What this exercise asks -
(1) Answer these from the piece on Stephen Mandel, one answer a line:
(a) For how many years has Mandel been Edmonton's mayor?
(b) What role did he hold before becoming mayor, and for how long?
(c) In what year did he run for council?
(2) Carry on the piece on Stephen Mandel's time as Edmonton's mayor from its last sentence.

Excerpt -
Every great team has, behind it, a great captain. For the last nine years, that is what Stephen Mandel has been to the City of Edmonton: mayor and team captain. Whether you love him or you passionately dislike him – and we have seen the public sway both ways – it is difficult to contest that leading a city for nine years is an impressive feat. For nearly a decade, Mandel has served as this city’s mayor, before which he served four years as a councillor.
With thirteen years of public service on Edmonton’s City Council behind him, there is no doubt that this city would look different today had he never ran for council back in 2001. Mandel took time to sit down with me this past week to reflect on his time with the city, discuss his hopes for Edmonton, speak to university students, and even share some of his personal story that got him to where he is today. In all of the chaos of exams, assignments, seminars, classes, lectures, post-class get-togethers, and new friends, students can sometimes forget the endless possibilities for their lives that await them once they leave the doors of post-secondary education.

Record extracts -
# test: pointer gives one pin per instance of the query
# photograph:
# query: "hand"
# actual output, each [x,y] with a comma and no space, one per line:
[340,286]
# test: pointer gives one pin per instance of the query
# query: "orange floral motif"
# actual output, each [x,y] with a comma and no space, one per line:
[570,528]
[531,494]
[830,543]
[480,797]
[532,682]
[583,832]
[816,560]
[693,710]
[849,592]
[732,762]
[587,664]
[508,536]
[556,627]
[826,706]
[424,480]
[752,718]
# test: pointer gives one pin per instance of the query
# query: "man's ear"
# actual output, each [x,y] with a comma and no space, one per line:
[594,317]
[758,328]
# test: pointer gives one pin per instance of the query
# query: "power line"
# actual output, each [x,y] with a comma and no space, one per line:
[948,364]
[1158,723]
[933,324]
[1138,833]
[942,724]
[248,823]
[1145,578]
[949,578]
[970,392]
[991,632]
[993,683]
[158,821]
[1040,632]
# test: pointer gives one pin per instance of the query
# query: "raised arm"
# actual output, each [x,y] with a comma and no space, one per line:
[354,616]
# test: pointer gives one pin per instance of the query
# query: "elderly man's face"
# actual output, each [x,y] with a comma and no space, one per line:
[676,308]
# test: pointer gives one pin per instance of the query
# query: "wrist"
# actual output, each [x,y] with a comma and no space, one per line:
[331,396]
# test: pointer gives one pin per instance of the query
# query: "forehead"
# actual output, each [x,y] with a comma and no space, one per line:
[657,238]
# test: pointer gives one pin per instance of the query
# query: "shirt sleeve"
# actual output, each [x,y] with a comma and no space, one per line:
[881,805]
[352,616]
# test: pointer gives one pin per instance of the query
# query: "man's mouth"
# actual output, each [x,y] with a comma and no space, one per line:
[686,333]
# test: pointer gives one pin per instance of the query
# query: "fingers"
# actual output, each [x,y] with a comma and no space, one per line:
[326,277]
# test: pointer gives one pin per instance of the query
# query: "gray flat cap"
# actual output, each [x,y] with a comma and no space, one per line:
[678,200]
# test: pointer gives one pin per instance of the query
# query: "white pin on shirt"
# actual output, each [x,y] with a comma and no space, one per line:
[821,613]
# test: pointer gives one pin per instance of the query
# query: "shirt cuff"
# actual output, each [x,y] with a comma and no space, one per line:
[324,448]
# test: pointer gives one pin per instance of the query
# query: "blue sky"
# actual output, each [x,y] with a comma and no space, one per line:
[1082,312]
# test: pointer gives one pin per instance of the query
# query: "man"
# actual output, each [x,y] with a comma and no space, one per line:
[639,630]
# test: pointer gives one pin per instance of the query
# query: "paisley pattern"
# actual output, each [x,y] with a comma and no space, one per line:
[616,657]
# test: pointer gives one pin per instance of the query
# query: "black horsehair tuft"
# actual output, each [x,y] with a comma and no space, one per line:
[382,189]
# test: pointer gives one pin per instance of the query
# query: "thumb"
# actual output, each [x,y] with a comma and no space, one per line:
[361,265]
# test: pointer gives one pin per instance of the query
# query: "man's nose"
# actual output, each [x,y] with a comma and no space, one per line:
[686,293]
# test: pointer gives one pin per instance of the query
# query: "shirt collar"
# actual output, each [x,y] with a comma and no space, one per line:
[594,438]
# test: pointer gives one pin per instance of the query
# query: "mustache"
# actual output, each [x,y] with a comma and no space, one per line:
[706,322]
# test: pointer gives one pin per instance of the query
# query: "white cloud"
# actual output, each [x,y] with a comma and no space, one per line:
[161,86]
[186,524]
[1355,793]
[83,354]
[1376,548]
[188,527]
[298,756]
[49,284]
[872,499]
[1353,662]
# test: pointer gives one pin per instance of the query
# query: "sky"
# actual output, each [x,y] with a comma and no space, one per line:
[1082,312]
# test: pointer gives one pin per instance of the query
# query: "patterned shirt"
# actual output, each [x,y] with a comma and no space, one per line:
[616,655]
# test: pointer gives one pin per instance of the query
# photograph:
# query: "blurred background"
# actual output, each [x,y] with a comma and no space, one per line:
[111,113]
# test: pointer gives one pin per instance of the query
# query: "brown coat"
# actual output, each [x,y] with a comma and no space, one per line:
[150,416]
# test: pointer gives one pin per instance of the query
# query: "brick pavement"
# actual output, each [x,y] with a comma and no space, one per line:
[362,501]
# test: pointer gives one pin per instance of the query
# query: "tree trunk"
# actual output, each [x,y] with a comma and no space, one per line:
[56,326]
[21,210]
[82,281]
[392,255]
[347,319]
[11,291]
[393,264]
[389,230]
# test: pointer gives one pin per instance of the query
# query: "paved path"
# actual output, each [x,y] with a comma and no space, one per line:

Written responses -
(1)
(a) Nine years.
(b) He was a councillor, for four years.
(c) 2001.

(2)
Stephen Mandel wasn’t always leading our city. If we rewind time a few years, he was a university student working towards his bachelor’s degree in Miami, and then earning his masters’ in Political Science at the University of Windsor in Ontario. Mandel didn’t dream of being a mayor, or leading a city; he had fun, he got his degrees, he fell in love, he became a businessman, and somehow, along the way his path led to Edmonton.
Mandel made it clear as we talked that this city has been a labour of love for himself and for his team, emphasizing the team effort when it comes to council matters. As much as criticism and recognition are often associated with the mayor and the mayor alone, achievements are reached by the hard work of the entire council. Sitting in the boardroom of the mayor’s office, on the second floor of City Council downtown, rained poured as I had the opportunity to sit down and speak candidly with the mayor about his perspective and time in Edmonton. Whether or not he decides to run again this fall for what could potentially be his fourth consecutive term as mayor, the legacy he has left behind him so far has been significant.
B: Why did you want to start your career as a public servant here?
Mandel: To begin with, I retired from business so I was looking for a second career, and municipal politics is something where the opportunity arose and and it was the right timing for me. I didn’t have any ulterior motive [or] any issue why I was running, it was simply that I thought I could add, as some people always say, a perspective. I could add a business perspective to this city. So I ran and I won by I think thirty-three votes the first election. It wasn’t anything of grand scale.
B: So what has held your attention in Edmonton for so long? You’ve started so many initiatives, like the LRT, and the community sustainability task force. You’re everywhere in this city.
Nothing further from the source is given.